*TASK TO CARRY OUT:*
Of all the entries below, retype only the lines from the one with "Point out the rocky" through the one with "Point out the rock cliff", exactly as they appear.

*DATASET ENTRIES:*
[Start of Attachment]

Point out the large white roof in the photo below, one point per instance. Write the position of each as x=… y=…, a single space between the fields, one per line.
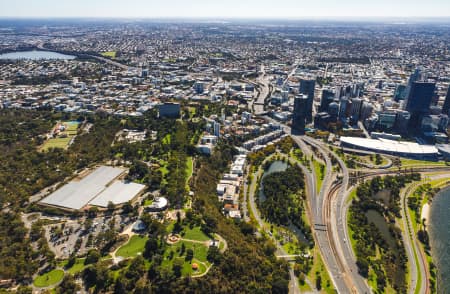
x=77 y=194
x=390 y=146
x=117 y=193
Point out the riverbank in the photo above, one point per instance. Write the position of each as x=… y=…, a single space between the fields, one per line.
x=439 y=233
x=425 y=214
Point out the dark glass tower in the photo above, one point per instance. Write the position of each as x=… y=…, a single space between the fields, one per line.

[End of Attachment]
[Start of Attachment]

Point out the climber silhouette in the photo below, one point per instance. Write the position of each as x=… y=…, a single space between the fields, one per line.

[End of Attachment]
[Start of Attachment]

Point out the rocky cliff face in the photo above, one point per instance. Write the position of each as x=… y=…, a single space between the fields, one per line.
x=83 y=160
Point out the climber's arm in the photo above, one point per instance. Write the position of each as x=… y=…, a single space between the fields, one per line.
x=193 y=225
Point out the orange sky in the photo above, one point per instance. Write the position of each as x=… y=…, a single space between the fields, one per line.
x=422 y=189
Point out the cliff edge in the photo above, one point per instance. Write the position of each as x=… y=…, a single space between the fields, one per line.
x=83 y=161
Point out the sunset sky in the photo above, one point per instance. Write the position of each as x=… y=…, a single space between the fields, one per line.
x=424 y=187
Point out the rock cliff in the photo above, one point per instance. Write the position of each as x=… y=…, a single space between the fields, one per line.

[End of Attachment]

*RESPONSE TO THIS EXERCISE:*
Point out the rocky cliff face in the photo above, one point per instance. Write the position of each as x=… y=…, a single space between the fields, one per line.
x=83 y=160
Point out the climber's arm in the photo above, one point per instance. Write the position of each as x=… y=…, a single space between the fields, one per line.
x=193 y=225
Point out the orange sky in the photo above, one point per instance. Write the position of each as x=… y=…, a single space between the fields, one per line.
x=422 y=189
Point out the cliff edge in the photo above, one point per instance. Write the position of each as x=… y=…, a single space between the fields, one per line.
x=83 y=161
Point out the sunset sky in the photo above, one point per instance. Write the position of each as x=… y=…, a single space between the fields, one per line.
x=424 y=187
Point out the rock cliff in the photo above, one point per instance. Write the position of each as x=… y=…, a single space between the fields, one per line.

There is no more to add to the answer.